WORK REQUIRED:
Copy the listing below word for word, leaving out the pictures.

===============

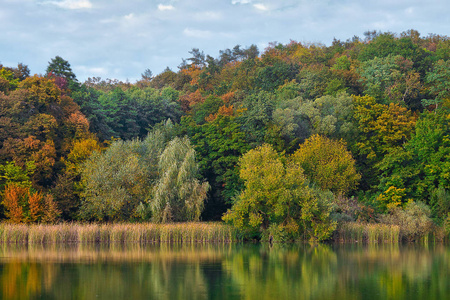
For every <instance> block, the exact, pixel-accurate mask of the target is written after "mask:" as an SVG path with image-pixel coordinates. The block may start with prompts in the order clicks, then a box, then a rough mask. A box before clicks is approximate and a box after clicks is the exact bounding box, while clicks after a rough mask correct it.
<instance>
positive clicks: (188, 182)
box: [151, 137, 209, 223]
mask: <svg viewBox="0 0 450 300" xmlns="http://www.w3.org/2000/svg"><path fill="white" fill-rule="evenodd" d="M158 166H159V180H158V182H157V184H156V185H155V188H154V192H155V194H154V198H153V199H152V201H151V209H152V218H153V221H155V222H163V223H165V222H172V221H198V220H199V219H200V214H201V213H202V211H203V204H204V201H205V199H206V193H207V191H208V189H209V184H208V183H207V182H203V183H202V182H200V181H199V180H198V179H197V177H198V173H199V172H198V164H197V162H196V161H195V151H194V148H193V147H192V145H191V143H190V141H189V139H188V138H186V137H184V138H178V137H176V138H174V139H173V140H171V141H170V142H169V143H168V145H167V147H166V148H165V149H164V151H163V153H162V154H161V156H160V157H159V163H158Z"/></svg>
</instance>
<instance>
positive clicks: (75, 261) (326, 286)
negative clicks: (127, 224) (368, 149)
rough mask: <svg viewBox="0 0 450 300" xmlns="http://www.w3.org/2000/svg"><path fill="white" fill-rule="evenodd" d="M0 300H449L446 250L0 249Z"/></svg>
mask: <svg viewBox="0 0 450 300" xmlns="http://www.w3.org/2000/svg"><path fill="white" fill-rule="evenodd" d="M0 288H1V291H0V297H1V299H108V300H112V299H257V300H263V299H277V300H284V299H449V297H450V296H449V295H450V248H449V247H448V246H442V245H439V246H428V247H425V246H418V245H413V246H397V245H396V246H393V245H372V246H361V245H319V246H315V247H312V246H309V245H296V246H295V245H288V246H282V245H274V246H273V247H269V246H268V245H236V244H232V245H194V244H191V245H185V246H179V245H169V244H163V245H146V246H139V245H127V246H124V245H120V244H112V245H100V246H99V245H52V246H46V247H42V246H29V247H26V246H19V245H17V246H16V245H9V246H8V245H0Z"/></svg>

===============

TASK ANSWER:
For every <instance> block, the exact, pixel-accurate mask of the target is written after "mask:" as an SVG path with image-pixel coordinates. The block may start with prompts in the order clicks, then a box, then a rough mask. A box before clicks is approximate and a box after clicks is the exact bounding box, while clicks after a rough mask correct it.
<instance>
positive clicks: (188, 182)
box: [151, 137, 209, 223]
mask: <svg viewBox="0 0 450 300" xmlns="http://www.w3.org/2000/svg"><path fill="white" fill-rule="evenodd" d="M158 166H159V180H158V182H157V184H156V185H155V188H154V192H155V194H154V198H153V199H152V201H151V209H152V218H153V221H155V222H163V223H165V222H172V221H198V220H199V219H200V214H201V213H202V211H203V204H204V201H205V199H206V193H207V191H208V189H209V184H208V183H207V182H203V183H202V182H200V181H199V180H198V179H197V177H198V173H199V172H198V164H197V162H196V161H195V151H194V148H193V147H192V145H191V143H190V141H189V139H188V138H186V137H184V138H178V137H176V138H174V139H173V140H171V141H170V142H169V143H168V145H167V147H166V148H165V149H164V151H163V153H162V154H161V156H160V157H159V163H158Z"/></svg>
</instance>
<instance>
positive clicks: (75, 261) (326, 286)
negative clicks: (127, 224) (368, 149)
rough mask: <svg viewBox="0 0 450 300" xmlns="http://www.w3.org/2000/svg"><path fill="white" fill-rule="evenodd" d="M0 300H449L446 250L0 249Z"/></svg>
mask: <svg viewBox="0 0 450 300" xmlns="http://www.w3.org/2000/svg"><path fill="white" fill-rule="evenodd" d="M0 288H1V291H0V297H1V299H108V300H112V299H257V300H263V299H277V300H284V299H449V297H450V296H449V295H450V248H449V247H448V246H442V245H439V246H428V247H425V246H418V245H413V246H397V245H396V246H393V245H372V246H361V245H319V246H315V247H312V246H309V245H296V246H295V245H288V246H282V245H274V246H273V247H269V246H268V245H236V244H232V245H194V244H191V245H185V246H179V245H169V244H163V245H146V246H139V245H127V246H124V245H120V244H112V245H100V246H99V245H52V246H46V247H42V246H29V247H26V246H19V245H17V246H16V245H9V246H8V245H0Z"/></svg>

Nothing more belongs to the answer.